EXERCISE DESCRIPTION
Exact repetition of every entry is required.

━━━━━━━━━━━━━━━━━━━━

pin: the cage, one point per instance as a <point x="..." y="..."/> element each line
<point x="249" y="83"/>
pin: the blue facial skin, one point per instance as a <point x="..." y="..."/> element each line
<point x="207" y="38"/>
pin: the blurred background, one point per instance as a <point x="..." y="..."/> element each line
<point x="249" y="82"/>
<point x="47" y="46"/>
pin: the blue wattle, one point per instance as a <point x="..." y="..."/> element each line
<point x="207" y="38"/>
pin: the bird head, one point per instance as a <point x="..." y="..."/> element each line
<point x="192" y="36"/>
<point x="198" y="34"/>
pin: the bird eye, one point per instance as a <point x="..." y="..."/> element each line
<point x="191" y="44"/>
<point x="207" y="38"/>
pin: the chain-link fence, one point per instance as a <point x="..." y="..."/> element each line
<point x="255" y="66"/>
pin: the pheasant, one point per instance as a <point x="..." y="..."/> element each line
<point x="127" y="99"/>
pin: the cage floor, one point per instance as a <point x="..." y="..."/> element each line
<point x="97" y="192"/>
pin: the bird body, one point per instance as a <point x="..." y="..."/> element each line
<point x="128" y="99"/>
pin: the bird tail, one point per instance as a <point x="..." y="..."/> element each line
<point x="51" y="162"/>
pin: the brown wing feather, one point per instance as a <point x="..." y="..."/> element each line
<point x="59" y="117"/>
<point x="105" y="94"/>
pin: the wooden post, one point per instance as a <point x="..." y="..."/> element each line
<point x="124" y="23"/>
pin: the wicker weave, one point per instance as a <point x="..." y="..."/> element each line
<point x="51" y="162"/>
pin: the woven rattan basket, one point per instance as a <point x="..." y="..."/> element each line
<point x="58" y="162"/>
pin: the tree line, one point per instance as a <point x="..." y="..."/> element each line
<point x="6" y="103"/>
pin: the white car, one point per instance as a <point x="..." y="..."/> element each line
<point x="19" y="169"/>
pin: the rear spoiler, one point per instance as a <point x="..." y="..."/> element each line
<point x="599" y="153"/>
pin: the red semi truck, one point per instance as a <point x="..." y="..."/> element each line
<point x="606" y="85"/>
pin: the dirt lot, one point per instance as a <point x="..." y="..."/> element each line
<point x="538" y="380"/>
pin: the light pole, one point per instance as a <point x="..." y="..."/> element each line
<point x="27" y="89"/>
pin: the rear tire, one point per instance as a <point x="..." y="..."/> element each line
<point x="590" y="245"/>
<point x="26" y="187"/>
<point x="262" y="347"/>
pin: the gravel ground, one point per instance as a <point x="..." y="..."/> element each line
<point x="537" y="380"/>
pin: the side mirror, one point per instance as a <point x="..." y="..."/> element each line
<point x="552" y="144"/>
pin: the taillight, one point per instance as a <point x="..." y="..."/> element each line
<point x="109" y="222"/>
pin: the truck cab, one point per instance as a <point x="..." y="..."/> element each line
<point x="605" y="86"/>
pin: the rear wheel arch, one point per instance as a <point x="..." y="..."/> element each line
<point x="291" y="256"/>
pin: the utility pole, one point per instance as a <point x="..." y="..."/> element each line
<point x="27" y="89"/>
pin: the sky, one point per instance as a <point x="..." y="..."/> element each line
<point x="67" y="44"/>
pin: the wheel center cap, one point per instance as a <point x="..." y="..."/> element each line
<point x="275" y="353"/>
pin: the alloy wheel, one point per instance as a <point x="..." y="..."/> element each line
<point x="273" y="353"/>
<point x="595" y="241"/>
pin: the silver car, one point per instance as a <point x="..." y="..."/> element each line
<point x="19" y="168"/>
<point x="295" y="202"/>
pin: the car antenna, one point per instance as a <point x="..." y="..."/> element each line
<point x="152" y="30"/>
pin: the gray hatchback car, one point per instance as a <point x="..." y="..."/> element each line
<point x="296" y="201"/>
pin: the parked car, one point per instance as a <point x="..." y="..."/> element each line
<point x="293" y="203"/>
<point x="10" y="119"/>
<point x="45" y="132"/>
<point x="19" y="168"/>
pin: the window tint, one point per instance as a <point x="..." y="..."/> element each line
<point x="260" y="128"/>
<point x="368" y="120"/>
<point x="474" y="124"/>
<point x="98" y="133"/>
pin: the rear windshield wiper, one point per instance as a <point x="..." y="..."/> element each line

━━━━━━━━━━━━━━━━━━━━

TASK ANSWER
pin: the cage, one point per instance as a <point x="..." y="..."/> element each line
<point x="249" y="83"/>
pin: the blue facial skin, one point per instance as a <point x="..." y="..."/> element each line
<point x="207" y="38"/>
pin: the blurred background, one point per instance as a <point x="..." y="..."/> element each line
<point x="249" y="82"/>
<point x="47" y="46"/>
pin: the blue wattle, one point per instance as a <point x="..." y="..."/> element each line
<point x="207" y="38"/>
pin: the bird head, one point per instance as a <point x="..." y="..."/> element each line
<point x="192" y="36"/>
<point x="198" y="34"/>
pin: the bird eye, one point per instance as a <point x="..." y="..."/> element each line
<point x="191" y="44"/>
<point x="207" y="38"/>
pin: the chain-link fence, one point per instance as a <point x="..." y="..."/> element each line
<point x="255" y="66"/>
pin: the pheasant, one point per instance as a <point x="..." y="..."/> element each line
<point x="127" y="99"/>
pin: the cage floor, one point per instance as a <point x="..." y="..."/> element each line
<point x="97" y="192"/>
pin: the bird body, one point per instance as a <point x="..." y="..."/> element each line
<point x="128" y="99"/>
pin: the bird tail, one point per instance as a <point x="..." y="..."/> element each line
<point x="51" y="162"/>
pin: the brown wing feather, one point per instance as a <point x="..." y="..."/> element each line
<point x="59" y="117"/>
<point x="105" y="94"/>
pin: the wooden post, one point per instance as a <point x="..." y="..."/> element each line
<point x="124" y="23"/>
pin: the wicker weave, one point per instance as a <point x="..." y="..."/> element each line
<point x="51" y="162"/>
pin: the woven rattan basket, one point per instance as a <point x="..." y="..."/> element each line
<point x="58" y="162"/>
pin: the tree line, one point per instance as a <point x="..." y="..."/> element each line
<point x="6" y="103"/>
pin: the white car, one point per instance as a <point x="..." y="..."/> element each line
<point x="19" y="169"/>
pin: the rear spoiler, one point per instance as a <point x="..." y="..."/> element each line
<point x="599" y="153"/>
pin: the red semi truck, one point per instance as a <point x="..." y="..."/> element each line
<point x="606" y="85"/>
pin: the dirt lot, one point per instance as a <point x="..." y="..."/> element each line
<point x="538" y="380"/>
pin: the light pole, one point per instance as a <point x="..." y="..."/> element each line
<point x="27" y="89"/>
pin: the rear tire, one point per instance as a <point x="..." y="..."/> element each line
<point x="590" y="245"/>
<point x="26" y="187"/>
<point x="262" y="347"/>
pin: the gravel ground, one point per instance as a <point x="..." y="..."/> element each line
<point x="537" y="380"/>
pin: the side mirror, one point per instance as a <point x="..." y="..."/> element each line
<point x="552" y="144"/>
pin: the taillight, one point per instance as a <point x="..." y="..."/> element each line
<point x="109" y="222"/>
pin: the truck cab, one point per instance as a <point x="..." y="..."/> element each line
<point x="605" y="86"/>
pin: the rear wheel arch, one point per instance as a <point x="..." y="..."/> element each line
<point x="291" y="256"/>
pin: the utility pole, one point per instance as a <point x="..." y="..."/> element each line
<point x="27" y="89"/>
pin: the sky, one point per instance as a <point x="..." y="..."/> element each line
<point x="67" y="44"/>
pin: the wheel center cap, one point per instance as a <point x="..." y="..."/> element each line
<point x="275" y="353"/>
pin: the alloy wheel, one point per instance as a <point x="..." y="..."/> element each line
<point x="273" y="353"/>
<point x="595" y="241"/>
pin: the silver car, one point per instance as a <point x="..." y="..."/> element each line
<point x="19" y="168"/>
<point x="295" y="202"/>
pin: the car antenna, one point per instance as a <point x="..." y="..."/> element each line
<point x="152" y="30"/>
pin: the gray hatchback car, one point per instance as a <point x="..." y="..."/> element each line
<point x="296" y="201"/>
pin: the parked car, one point per instance as a <point x="..." y="..."/> element each line
<point x="293" y="203"/>
<point x="10" y="119"/>
<point x="45" y="132"/>
<point x="19" y="168"/>
pin: the window tint, one point per instance as a <point x="..." y="..."/> element each line
<point x="260" y="128"/>
<point x="368" y="120"/>
<point x="474" y="124"/>
<point x="98" y="133"/>
pin: the rear windshield wiper, one point per instance as a <point x="..." y="..."/> element each line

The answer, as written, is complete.